(SOURCE DATA)
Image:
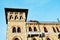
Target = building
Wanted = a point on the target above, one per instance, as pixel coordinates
(19, 29)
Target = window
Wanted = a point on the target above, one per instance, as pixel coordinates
(58, 36)
(14, 30)
(16, 39)
(45, 29)
(16, 17)
(21, 17)
(48, 38)
(34, 39)
(35, 29)
(16, 12)
(30, 29)
(18, 29)
(57, 29)
(11, 12)
(54, 29)
(11, 17)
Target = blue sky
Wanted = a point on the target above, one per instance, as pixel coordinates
(41, 10)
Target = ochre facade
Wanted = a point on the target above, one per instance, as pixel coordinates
(20, 29)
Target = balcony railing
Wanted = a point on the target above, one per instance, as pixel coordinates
(33, 33)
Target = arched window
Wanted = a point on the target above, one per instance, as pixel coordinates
(30, 29)
(45, 29)
(16, 17)
(11, 17)
(34, 39)
(16, 39)
(57, 29)
(54, 29)
(35, 29)
(48, 38)
(21, 17)
(14, 30)
(18, 29)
(End SOURCE DATA)
> [WHAT IS EXPECTED] Return every line of the records in which the word "window" is found.

> [SOLUTION TO THIS EXERCISE]
Target = window
Target = arched window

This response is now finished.